Could you filter the data below down to the lines that hold the word "Phrase"?

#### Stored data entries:
################

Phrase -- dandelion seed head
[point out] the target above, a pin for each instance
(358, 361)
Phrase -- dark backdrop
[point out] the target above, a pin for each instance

################

#### Exercise solution:
Phrase -- dandelion seed head
Phrase -- dark backdrop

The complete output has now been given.